■ Fragmento del texto

Al ser una positividad formativa, anclada en la relación de antagonismo, la violencia contracolonial genera reconocimiento entre los colonizados. Articula una historia y un destino comunes. También permite prever otro futuro. Construye la argamasa de la solidaridad «trabajada con sangre y rabia». Es un momento afirmativo, casi «solar», como diría Mbembe. Tras el proceso de deshumanización creado por el mundo colonial, es un momento fundacional/constituyente y un gesto inaugural del sujeto político, que rechaza la sumisión y establece la voluntad de destruir y devastar. Convertir violentamente el universo en nada. Así, no sólo restablece la humanidad perdida del oprimido, que se convierte así en un nuevo sujeto, sino que reconstruye los vínculos de reconocimiento recíproco entre los colonizados, que llegan a verse como humanos entre todos los demás.
En este sentido, el colono se libera en y a través de la violencia, que opera como motor dialéctico. Esta violencia dialéctica es la praxis absoluta que actúa como mediación real, elemento agregador y de ruptura con lo establecido. Y al romper la interdicción discursiva, la violencia es un presupuesto organizativo de la lucha por la descolonización: permite a los colonizados superar sus diferencias, reconocerse, transformar el odio en economía política y canalizar el instinto en un superyó político. En sus efectos constitutivos, transformadores e inventivos, transforma al pueblo en un sujeto histórico en su lucha por la liberación. Y al crear y delimitar el antagonismo, permite la construcción, composición, articulación de alianzas dentro de la heterogeneidad de los oprimidos.

■ Tarea propuesta
Según el fragmento sobre la violencia contracolonial, ¿en qué transforma esta violencia al pueblo?

■ Datos
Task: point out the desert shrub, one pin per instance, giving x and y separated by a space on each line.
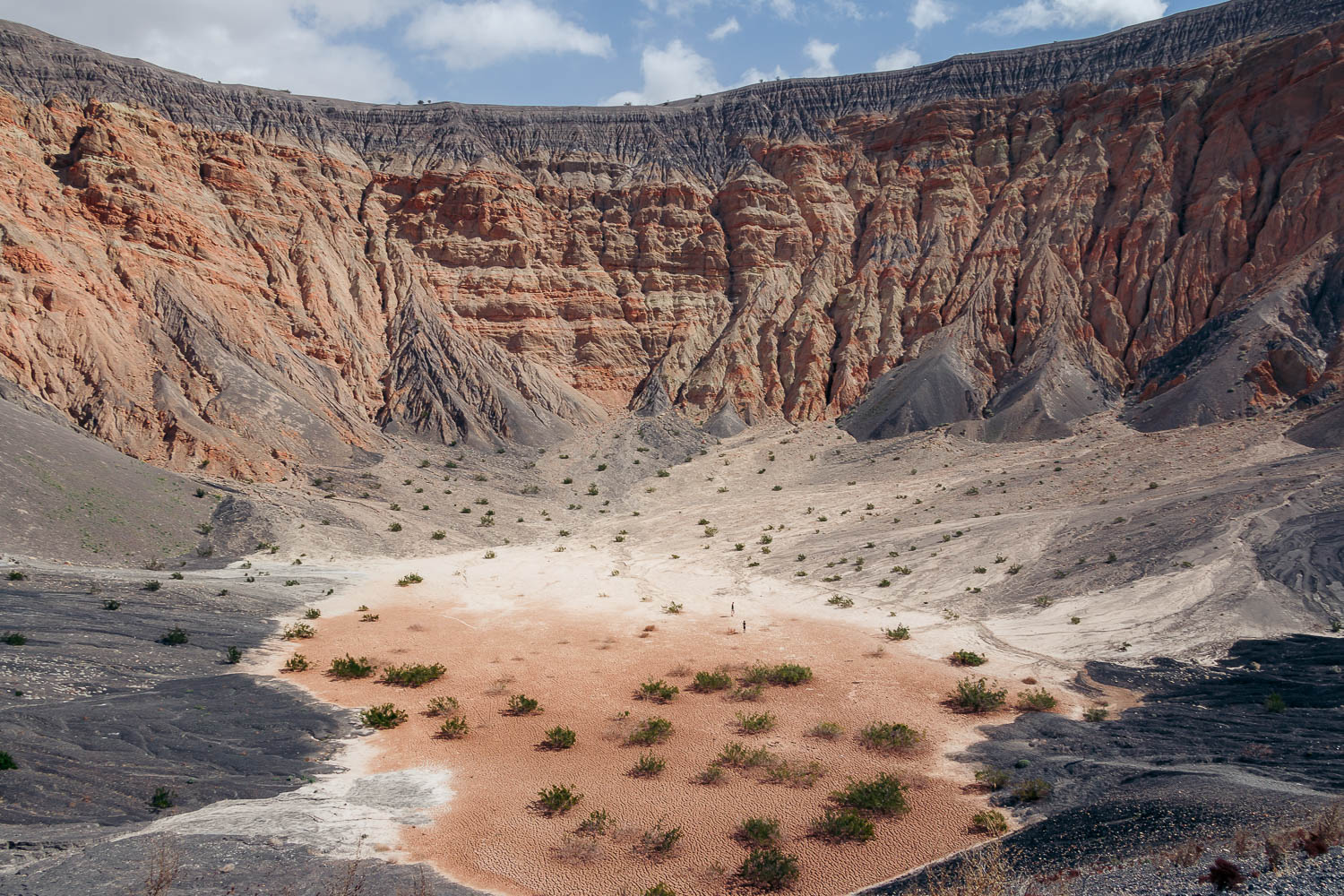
382 716
298 630
825 729
843 825
349 667
1225 874
758 831
163 798
597 823
648 764
710 681
1032 788
991 821
443 707
650 731
521 705
755 723
556 799
413 675
1039 700
747 694
991 778
659 841
883 796
769 869
975 694
656 691
453 728
795 774
559 737
889 737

■ Respuesta al problema
Lo transforma en un sujeto histórico en su lucha por la liberación.